# START OF SUPPLIED ENTRIES
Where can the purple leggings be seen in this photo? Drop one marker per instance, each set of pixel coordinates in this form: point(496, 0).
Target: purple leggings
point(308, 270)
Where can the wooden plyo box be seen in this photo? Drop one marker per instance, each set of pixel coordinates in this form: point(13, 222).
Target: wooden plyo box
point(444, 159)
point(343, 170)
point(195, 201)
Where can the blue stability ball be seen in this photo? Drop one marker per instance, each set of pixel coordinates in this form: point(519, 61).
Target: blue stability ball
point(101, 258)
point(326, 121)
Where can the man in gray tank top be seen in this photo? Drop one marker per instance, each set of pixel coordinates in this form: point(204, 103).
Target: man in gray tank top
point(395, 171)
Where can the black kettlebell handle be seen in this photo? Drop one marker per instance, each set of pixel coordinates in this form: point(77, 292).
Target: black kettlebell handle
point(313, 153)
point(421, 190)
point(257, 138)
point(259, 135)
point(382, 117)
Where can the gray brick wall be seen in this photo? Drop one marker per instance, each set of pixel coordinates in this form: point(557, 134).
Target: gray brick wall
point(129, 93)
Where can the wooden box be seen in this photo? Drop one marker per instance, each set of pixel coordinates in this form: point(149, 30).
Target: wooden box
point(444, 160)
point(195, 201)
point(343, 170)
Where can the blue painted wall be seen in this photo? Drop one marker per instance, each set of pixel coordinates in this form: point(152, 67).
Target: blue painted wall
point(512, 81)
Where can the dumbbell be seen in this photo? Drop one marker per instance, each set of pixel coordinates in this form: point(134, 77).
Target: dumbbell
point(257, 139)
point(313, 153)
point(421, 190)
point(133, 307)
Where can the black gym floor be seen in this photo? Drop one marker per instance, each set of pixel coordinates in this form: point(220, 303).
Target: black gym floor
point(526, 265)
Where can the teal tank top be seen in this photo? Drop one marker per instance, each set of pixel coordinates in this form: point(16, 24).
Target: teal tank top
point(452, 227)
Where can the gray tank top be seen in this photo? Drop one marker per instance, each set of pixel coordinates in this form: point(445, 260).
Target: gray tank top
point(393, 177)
# END OF SUPPLIED ENTRIES
* **STATED PROBLEM**:
Return every line of the listing above verbatim, in the same order and with nothing added or left out.

* **SOLVED PROBLEM**:
Where can the purple leggings be seen in this photo? Drop one marker per instance, each set of pixel coordinates in this form: point(496, 0).
Target: purple leggings
point(308, 270)
Where can the wooden plyo box be seen in this photo? Drop one marker per instance, each set of pixel coordinates in this form: point(13, 222).
Target: wooden plyo box
point(444, 159)
point(343, 170)
point(195, 201)
Where can the blue stability ball be seen in this photo? Drop one marker per instance, each set of pixel coordinates in this form: point(519, 61).
Target: blue stability ball
point(101, 258)
point(326, 121)
Where can the man in gray tank top be seen in this photo? Drop one marker per instance, each set of pixel coordinates in this form: point(204, 103).
Target: man in gray tank top
point(395, 171)
Where can the black kettlebell handle be seen in this photo? Drop one marker per instance, each set of pixel coordinates in this form: point(77, 292).
Target: black kettlebell handle
point(313, 153)
point(421, 190)
point(257, 138)
point(259, 135)
point(382, 117)
Where can the gray brick wall be seen in this photo? Drop one marker per instance, each set of pixel coordinates in this form: point(557, 134).
Target: gray brick wall
point(129, 93)
Where can the wooden box be seen in this photo? Drop one marker per instance, each set of pixel coordinates in this form: point(149, 30).
Target: wooden box
point(444, 160)
point(195, 201)
point(343, 170)
Where can the blue painted wall be seen in this photo? Drop one marker per instance, each set of pixel coordinates in this form: point(152, 67).
Target: blue painted wall
point(512, 81)
Where can the dumbbell be seen in this photo? Drop one marker per instance, each set of pixel coordinates in this form: point(134, 77).
Target: dumbbell
point(257, 139)
point(313, 153)
point(421, 190)
point(133, 307)
Where can the black gym floor be seen in this photo? Drop one marker per instance, each set of pixel coordinates in this form: point(220, 303).
Target: black gym floor
point(526, 265)
Where can the teal tank top be seen in this photo? Drop one marker per instance, each set of pixel coordinates in this form: point(16, 24).
Target: teal tank top
point(452, 227)
Where can the gray tank top be seen in this photo? Drop one marker per instance, each set of pixel coordinates in this form: point(445, 260).
Target: gray tank top
point(393, 177)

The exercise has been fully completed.